Un elemento central de este proyecto es la consolidación de América latina y el Caribe como territorio de paz y el rechazo a las diversas modalidades de la violencia, en virtud de la desgarradora experiencia histórica de guerras intestinas, invasiones y terrorismo de Estado y la evidencia cotidiana y generalizada de abusos, discriminación, agresiones y violación del derecho humano a la integridad física.
Este proyecto, inspirado en poderosos antecedentes y encuadrado en la continuidad del proceso histórico de América Latina y el Caribe, consiguió avanzar en la primera década del siglo a través de movimientos y personalidades aglutinantes, luego del dramático y doloroso fracaso del neoliberalismo. Estos movimientos lograron modificar a su favor la relación de fuerzas integrando la diversidad de corrientes en pos de la unidad.
Del mismo modo, reconociendo la similitud de situación y necesidades entre naciones vecinas, el proyecto político de los pueblos tomó como bandera fundamental la integración regional a fin de defender la soberanía, emplear saberes y capacidades existentes para el desarrollo y hablar con voz común en el espacio internacional.
Sin embargo, al interior de los mismos procesos, la integración de la diferencia no logró en muchos casos trascender con permanencia los estratos socioculturales que constituyeron su base y chocó con la resistencia de sectores medios y altos más favorecidos, en los que también puede denotarse un claro elemento de segregación o autonegación cultural, según el caso.

- Instrucciones
1. Enumera lo que el fragmento sobre la integración latinoamericana presenta como evidencia cotidiana y generalizada.
2. Prosigue el fragmento sobre la integración latinoamericana desde donde termina.
El listado no interviene en nada de esto.

- Extracto del listado
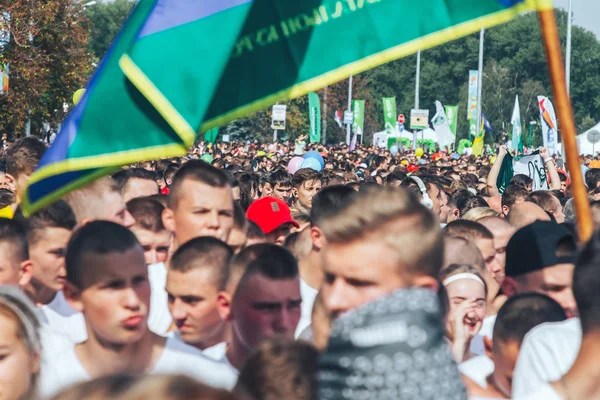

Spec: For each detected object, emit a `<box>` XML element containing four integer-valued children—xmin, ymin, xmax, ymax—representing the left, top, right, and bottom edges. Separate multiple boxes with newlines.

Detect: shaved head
<box><xmin>508</xmin><ymin>201</ymin><xmax>550</xmax><ymax>230</ymax></box>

- Respuestas en orden
1. Abusos, discriminación, agresiones y violación del derecho humano a la integridad física.

2.
La inestabilidad producida por rasantes cambios, el abandono, la exclusión y la ruptura de vínculos, abrieron un campo propicio al crecimiento de tendencias retrógradas que hicieron pie en sectores marginados a través de la actuación de iglesias neopentecostales y de ideologías neofascistas. Estas últimas catapultaron nociones como el orden o la seguridad represiva al escenario político principal obteniendo relativa aceptación por parte de poblaciones acosadas por la exclusión y la delincuencia derivadas de la inviabilidad capitalista.
Al mismo tiempo, la captura del Estado por parte de los movimientos populares implicó en ocasiones la excesiva burocratización, el alejamiento militante y la consecuente desmovilización de la base social. La propaganda venenosa por parte de la prensa hegemónica y la conspiración permanente desde el poder imperial actuaron desgastando a los proyectos de transformación popular.
El advenimiento de una generación joven en dialéctica con lo establecido, en cuyas memorias no existe del mismo modo la vivencia de situaciones históricas anteriores, representa a su vez un desafío para los proyectos populares en curso, quienes, de no ser canalizado el aporte de su sensibilidad transformadora, actuarán en alejamiento, desinterés o fuerte oposición.
Otro tanto sucede con el avance de los feminismos, cuyo reconocimiento habrá de ser clave para producir un nuevo impulso de liberación en los proyectos populares.
La guerra imperialista
Frente al proyecto de los pueblos, el sistema decadente se niega a ceder a las señales que anuncian nuevos tiempos. Los Estados Unidos, potencia simbólica y objetivamente eminente del viejo esquema, desarrolla una guerra multidimensional en alianza con los poderes oligárquicos locales e internacionales y con el apoyo habitual de la Unión Europea contra los impulsos emancipadores que aspiran a una América Latina soberana, integrada y con mayor equidad social.
Esta guerra se encuadra en una feroz lucha de poder geopolítico, en un tablero en el que el multilateralismo global creciente desestabiliza la preeminencia de poderes únicos y de Occidente en particular. Mientras tanto, el peligro nuclear continúa vigente y la crisis ambiental se agudiza.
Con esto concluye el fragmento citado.